Work required -> Please reproduce word for word everything from "In an interview" down to "restoring their reputations." in the text on CEO leadership below.

Text ->
* * * * * * * * *

When applied indiscriminately to all CEOs, the goat label is no doubt as unfair as the hero worship was unjustified. But even if corporate crimes are a matter of a few bad apples rather than a blighted orchard, the reality is that the public is outraged and the politicians smell blood.
It may seem like odd timing, then, for an important thinker on corporate leadership and public policy to be issuing a call for CEOs to undertake a serious, committed engagement with a whole range of social, economic and environmental issues — topics that for years have been at the bottom of most top-executive agendas. But that is precisely what Jeffrey Garten envisions in “The Politics of Fortune: A New Agenda for Business Leaders,” published by Harvard Business School Press. Garten — dean of the Yale School of Management, former undersecretary of commerce in the Clinton administration, a veteran of Wall Street in the 1980s and author of “The Mind of the CEO” — seeks a new kind of leadership from chief executives, yet one that hearkens back to a period in our history that also required people from all walks of life to come together in the pursuit of common goals.
In an interview with SMR senior editor David A. Light, Garten spoke of the need to balance regulation and free markets, the historical precedents for business leadership on public-policy questions, and the urgent need for institutions that can manage the progress of globalization. He also discussed the important first step that CEOs must take before they can exert leadership on a bigger stage: restoring their reputations.

* * * * * * * * *

Extracted information ->
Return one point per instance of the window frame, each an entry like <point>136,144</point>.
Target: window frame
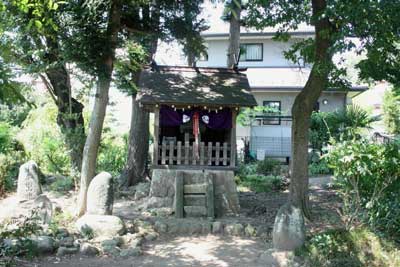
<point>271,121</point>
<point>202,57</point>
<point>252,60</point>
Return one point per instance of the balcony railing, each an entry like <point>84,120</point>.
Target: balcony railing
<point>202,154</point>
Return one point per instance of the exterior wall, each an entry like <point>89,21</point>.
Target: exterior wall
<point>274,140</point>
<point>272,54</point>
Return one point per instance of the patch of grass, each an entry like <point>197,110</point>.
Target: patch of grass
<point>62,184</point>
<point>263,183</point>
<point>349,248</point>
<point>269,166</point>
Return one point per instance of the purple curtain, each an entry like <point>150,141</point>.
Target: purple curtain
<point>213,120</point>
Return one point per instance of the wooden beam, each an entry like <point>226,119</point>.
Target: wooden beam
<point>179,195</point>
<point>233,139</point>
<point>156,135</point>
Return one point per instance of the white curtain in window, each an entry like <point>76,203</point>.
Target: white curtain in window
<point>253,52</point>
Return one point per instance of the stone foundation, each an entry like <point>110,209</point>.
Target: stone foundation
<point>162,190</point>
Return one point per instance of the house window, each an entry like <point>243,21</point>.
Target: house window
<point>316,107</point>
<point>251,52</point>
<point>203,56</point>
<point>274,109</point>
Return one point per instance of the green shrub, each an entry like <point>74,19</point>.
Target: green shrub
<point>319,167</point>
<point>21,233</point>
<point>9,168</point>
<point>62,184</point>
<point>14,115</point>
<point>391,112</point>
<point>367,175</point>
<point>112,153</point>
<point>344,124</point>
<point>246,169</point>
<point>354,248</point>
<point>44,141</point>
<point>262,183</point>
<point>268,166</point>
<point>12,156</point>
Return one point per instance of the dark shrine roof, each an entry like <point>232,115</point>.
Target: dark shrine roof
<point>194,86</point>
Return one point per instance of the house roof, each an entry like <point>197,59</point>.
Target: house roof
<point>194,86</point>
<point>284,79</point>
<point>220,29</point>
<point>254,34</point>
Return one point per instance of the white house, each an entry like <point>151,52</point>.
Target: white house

* * * * * * * * *

Output ->
In an interview with SMR senior editor David A. Light, Garten spoke of the need to balance regulation and free markets, the historical precedents for business leadership on public-policy questions, and the urgent need for institutions that can manage the progress of globalization. He also discussed the important first step that CEOs must take before they can exert leadership on a bigger stage: restoring their reputations.